SOURCE TEXT START
Skip to content

Observability Overview

Audience: SREs wiring Bernstein into an existing observability stack.

Overview

Bernstein emits four classes of signal:

  • Metrics — Prometheus-format counters, gauges, and histograms exposed at /metrics. Native Datadog APM and OpenTelemetry/OTLP export are also available out of the box.
  • Traces — task and agent execution spans via OpenTelemetry, with built-in presets for Jaeger, Grafana Tempo, Datadog, Zipkin, and console.
  • Events — structured JSON events on a Server-Sent-Events bus (/events), per-task progress streams, and per-agent log streams.
  • Anomaly signalscore/observability/behavior_anomaly.py runs both post-completion and real-time detectors over agent state and emits signals from LOG (informational) all the way to KILL_AGENT (terminate the agent on the next tick).

Everything in this doc is shipped today and exposed via documented endpoints. Wiring it into Prometheus + Grafana takes one scrape config plus one dashboard import; adding Datadog or OTLP export is one config block.

Endpoints catalogue

All HTTP. Authentication rules follow the standard middleware (Security and identity) — /metrics is gated by viewer permissions when an auth backend is configured.

Prometheus / Grafana / SLOs

Endpoint Purpose Code
GET /metrics Prometheus exposition (text format) core/routes/status_lifecycle.py:251-265
GET /grafana/dashboard Pre-built Grafana dashboard JSON. Query ?datasource=Prometheus core/routes/grafana.py:18-30
GET /slo SLO dashboard summary core/routes/slo.py:36-41
GET /slo/budget Error budget detail (consumed / remaining / burn rate / actions) core/routes/slo.py:44-63
GET /slo/burndown Burn-down chart data with linear projection of breach date core/routes/slo.py:66-94
POST /slo/reset Reset SLO tracker (admin only) core/routes/slo.py:97-...
SOURCE TEXT END
SUPPLIED INFORMATION START
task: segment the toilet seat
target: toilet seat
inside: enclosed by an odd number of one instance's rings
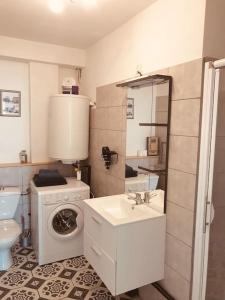
[[[4,244],[14,241],[21,233],[21,228],[15,220],[0,221],[0,248]]]

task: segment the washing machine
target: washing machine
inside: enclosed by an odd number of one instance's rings
[[[90,198],[90,188],[66,180],[49,187],[31,181],[31,238],[40,265],[83,254],[83,200]]]

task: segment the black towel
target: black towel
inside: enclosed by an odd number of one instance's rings
[[[138,176],[138,171],[135,171],[131,166],[126,165],[125,169],[125,177],[137,177]]]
SUPPLIED INFORMATION END
* TASKS FOR THIS EXERCISE
1) According to the observability overview, which endpoint returns burn-down chart data with a linear projection of the breach date?
2) Continue the Bernstein observability overview from the point where it stops.

* ANSWERS TO THIS EXERCISE
1) GET /slo/burndown

2)
Observability detail

These power the in-product dashboard and are equally consumable by external tools.

Endpoint Returns
GET /observability/agents Per-agent runtime: heartbeat, stall profile, log summary
GET /observability/effectiveness Effectiveness score per role/model
GET /observability/recommendations Improvement recommendations from RecommendationEngine
GET /observability/budget Cost budget snapshot (current spend, projection, headroom)
GET /observability/deps Dependency validator findings
GET /observability/token-histogram Token-usage histogram bucketed by complexity
GET /observability/queue-depth Queue-depth time series; ?limit=100
GET /observability/timeline Run timeline (start/end of tasks, gates, escalations)
GET /observability/incidents Open incident list
GET /observability/token-breakdown Per-session token attribution + optimisation opportunities
GET /observability/incident-timeline/{incident_id} Reconstructed timeline for a single incident
GET /recap Recap of recent runs
GET /changelog Auto-generated changelog (?days=30)

All defined in core/routes/observability.py.

Costs (12 sub-endpoints in core/routes/costs.py)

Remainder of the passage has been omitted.